_Work task:_
Print out every entry that follows, exactly as written.

_The input:_
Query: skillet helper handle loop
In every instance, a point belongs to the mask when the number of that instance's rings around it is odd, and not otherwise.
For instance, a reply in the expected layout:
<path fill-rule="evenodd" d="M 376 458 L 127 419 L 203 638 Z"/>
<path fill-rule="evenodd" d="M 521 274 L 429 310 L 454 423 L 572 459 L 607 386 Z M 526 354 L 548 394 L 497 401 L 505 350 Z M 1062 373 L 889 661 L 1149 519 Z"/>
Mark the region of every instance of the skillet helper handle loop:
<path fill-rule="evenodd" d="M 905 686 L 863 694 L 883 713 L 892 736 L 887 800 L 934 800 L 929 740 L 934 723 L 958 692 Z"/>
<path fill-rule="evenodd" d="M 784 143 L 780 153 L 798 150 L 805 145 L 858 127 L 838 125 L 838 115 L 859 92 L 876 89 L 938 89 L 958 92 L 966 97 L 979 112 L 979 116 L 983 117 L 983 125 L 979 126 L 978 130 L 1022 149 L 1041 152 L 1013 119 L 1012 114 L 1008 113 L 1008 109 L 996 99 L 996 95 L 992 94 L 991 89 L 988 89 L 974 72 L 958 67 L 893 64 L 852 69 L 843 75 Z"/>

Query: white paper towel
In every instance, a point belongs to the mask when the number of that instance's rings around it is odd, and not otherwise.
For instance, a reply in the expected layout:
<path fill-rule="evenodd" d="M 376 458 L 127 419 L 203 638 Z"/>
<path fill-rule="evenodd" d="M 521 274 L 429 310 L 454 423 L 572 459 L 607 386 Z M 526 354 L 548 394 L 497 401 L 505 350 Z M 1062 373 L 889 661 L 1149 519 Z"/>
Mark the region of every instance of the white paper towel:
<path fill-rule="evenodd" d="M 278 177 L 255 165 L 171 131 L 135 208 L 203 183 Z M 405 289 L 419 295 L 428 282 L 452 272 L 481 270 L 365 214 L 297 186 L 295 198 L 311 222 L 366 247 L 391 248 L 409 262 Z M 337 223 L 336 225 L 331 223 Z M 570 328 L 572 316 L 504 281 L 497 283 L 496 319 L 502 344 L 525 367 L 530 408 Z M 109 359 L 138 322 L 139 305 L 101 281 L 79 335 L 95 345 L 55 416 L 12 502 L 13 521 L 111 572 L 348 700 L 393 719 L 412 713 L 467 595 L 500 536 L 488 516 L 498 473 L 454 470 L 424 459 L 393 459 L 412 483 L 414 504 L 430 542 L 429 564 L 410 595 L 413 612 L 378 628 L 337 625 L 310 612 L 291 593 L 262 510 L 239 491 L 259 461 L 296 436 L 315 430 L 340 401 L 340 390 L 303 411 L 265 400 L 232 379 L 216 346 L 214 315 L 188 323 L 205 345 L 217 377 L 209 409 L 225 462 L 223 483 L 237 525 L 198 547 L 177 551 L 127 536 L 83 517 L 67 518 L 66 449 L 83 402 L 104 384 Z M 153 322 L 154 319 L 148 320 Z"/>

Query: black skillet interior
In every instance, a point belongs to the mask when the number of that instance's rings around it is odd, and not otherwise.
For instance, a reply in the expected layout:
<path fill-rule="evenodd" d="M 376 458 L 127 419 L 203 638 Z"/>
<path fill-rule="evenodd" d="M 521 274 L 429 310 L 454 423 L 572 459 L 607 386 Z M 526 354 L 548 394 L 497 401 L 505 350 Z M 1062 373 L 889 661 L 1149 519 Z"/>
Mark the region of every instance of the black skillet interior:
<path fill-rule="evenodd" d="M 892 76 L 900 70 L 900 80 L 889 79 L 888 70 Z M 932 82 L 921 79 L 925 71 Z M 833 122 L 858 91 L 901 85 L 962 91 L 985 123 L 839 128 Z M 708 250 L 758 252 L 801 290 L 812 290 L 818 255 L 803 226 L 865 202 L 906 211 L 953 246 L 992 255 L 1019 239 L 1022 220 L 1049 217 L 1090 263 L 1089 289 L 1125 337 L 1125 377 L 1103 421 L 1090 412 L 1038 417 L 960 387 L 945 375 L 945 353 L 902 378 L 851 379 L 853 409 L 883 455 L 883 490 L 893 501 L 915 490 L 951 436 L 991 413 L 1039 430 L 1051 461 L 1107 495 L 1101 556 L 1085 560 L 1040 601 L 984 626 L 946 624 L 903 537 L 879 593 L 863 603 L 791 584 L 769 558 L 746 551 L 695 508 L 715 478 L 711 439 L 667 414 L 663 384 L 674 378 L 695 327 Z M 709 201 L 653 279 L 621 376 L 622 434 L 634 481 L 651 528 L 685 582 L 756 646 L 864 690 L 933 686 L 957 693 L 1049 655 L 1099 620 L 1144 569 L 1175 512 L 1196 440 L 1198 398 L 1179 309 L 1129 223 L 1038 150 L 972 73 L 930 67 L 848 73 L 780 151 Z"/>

_Task response:_
Query: skillet helper handle loop
In every instance, a point belongs to the mask when the number of that instance's rings around it is odd, and not otherwise.
For instance, a reply in the expected layout:
<path fill-rule="evenodd" d="M 376 458 L 127 419 L 203 638 Z"/>
<path fill-rule="evenodd" d="M 521 274 L 429 310 L 454 423 L 572 459 L 607 386 Z M 526 354 L 548 394 L 497 401 L 505 350 Z M 1062 373 L 889 661 L 1149 519 Z"/>
Mark the region of every instance of the skillet helper handle loop:
<path fill-rule="evenodd" d="M 905 686 L 863 694 L 883 713 L 892 736 L 887 800 L 934 800 L 929 740 L 934 723 L 958 692 Z"/>
<path fill-rule="evenodd" d="M 784 143 L 780 153 L 798 150 L 805 145 L 858 127 L 838 125 L 838 115 L 859 92 L 876 89 L 938 89 L 958 92 L 966 97 L 979 112 L 979 116 L 983 117 L 983 125 L 979 126 L 978 130 L 1022 149 L 1041 152 L 1013 119 L 1012 114 L 1008 113 L 1008 109 L 996 99 L 996 95 L 992 94 L 991 89 L 988 89 L 974 72 L 958 67 L 893 64 L 852 69 L 843 75 Z"/>

Query: white paper towel
In every instance, a point belongs to the mask when the number of that instance's rings around it is odd, and not otherwise.
For instance, a reply in the expected layout:
<path fill-rule="evenodd" d="M 376 458 L 127 419 L 203 638 Z"/>
<path fill-rule="evenodd" d="M 521 274 L 429 310 L 454 423 L 572 459 L 607 386 Z M 526 354 L 548 394 L 497 401 L 505 350 Z M 1062 373 L 889 661 L 1149 519 Z"/>
Mark the region of every instance of the white paper towel:
<path fill-rule="evenodd" d="M 278 177 L 255 165 L 171 131 L 135 208 L 203 183 Z M 405 289 L 419 295 L 428 282 L 452 272 L 481 270 L 365 214 L 297 186 L 295 198 L 311 222 L 366 247 L 391 248 L 409 262 Z M 337 223 L 336 225 L 331 223 Z M 570 328 L 572 316 L 504 281 L 497 283 L 496 319 L 502 344 L 525 367 L 530 408 Z M 109 359 L 138 322 L 139 305 L 101 281 L 79 335 L 95 345 L 55 416 L 12 502 L 13 521 L 111 572 L 348 700 L 393 719 L 412 713 L 467 595 L 500 536 L 488 516 L 498 473 L 454 470 L 424 459 L 393 459 L 412 483 L 414 504 L 430 542 L 429 564 L 410 595 L 413 612 L 378 628 L 337 625 L 310 612 L 291 593 L 262 510 L 239 491 L 259 461 L 296 436 L 315 430 L 340 401 L 340 390 L 303 411 L 265 400 L 232 379 L 216 346 L 214 315 L 188 323 L 205 345 L 217 377 L 209 409 L 225 462 L 223 483 L 237 525 L 198 547 L 177 551 L 127 536 L 83 517 L 67 518 L 66 449 L 83 402 L 104 384 Z M 153 322 L 154 319 L 148 320 Z"/>

Query: black skillet interior
In every instance, a point belongs to the mask when the number of that instance's rings around it is odd, and not otherwise.
For instance, a reply in the expected layout:
<path fill-rule="evenodd" d="M 376 458 L 127 419 L 203 638 Z"/>
<path fill-rule="evenodd" d="M 521 274 L 429 310 L 454 423 L 572 459 L 607 386 Z M 526 354 L 548 394 L 497 401 L 505 350 Z M 1062 373 L 889 661 L 1149 519 Z"/>
Mark the region of every instance of the black skillet interior:
<path fill-rule="evenodd" d="M 892 76 L 900 70 L 900 80 L 889 79 L 888 70 Z M 932 82 L 921 79 L 925 71 Z M 833 122 L 858 91 L 901 85 L 962 91 L 985 123 L 839 128 Z M 708 250 L 758 252 L 801 290 L 812 290 L 818 255 L 803 226 L 865 202 L 906 211 L 953 246 L 992 255 L 1019 239 L 1022 220 L 1049 217 L 1090 263 L 1089 289 L 1125 337 L 1125 377 L 1103 421 L 1090 412 L 1038 417 L 960 387 L 945 375 L 945 353 L 902 378 L 851 379 L 853 409 L 883 455 L 883 490 L 893 501 L 915 490 L 951 436 L 991 413 L 1039 430 L 1051 461 L 1107 495 L 1101 556 L 1085 560 L 1040 601 L 984 626 L 946 624 L 903 537 L 879 593 L 863 603 L 791 584 L 769 558 L 746 551 L 695 508 L 715 478 L 711 439 L 667 414 L 663 384 L 674 378 L 695 327 Z M 709 201 L 653 279 L 621 376 L 622 434 L 634 481 L 651 528 L 685 582 L 756 646 L 864 690 L 933 686 L 957 693 L 1049 655 L 1099 620 L 1144 569 L 1175 512 L 1196 440 L 1198 398 L 1179 309 L 1129 223 L 1038 150 L 972 73 L 930 67 L 848 73 L 780 151 Z"/>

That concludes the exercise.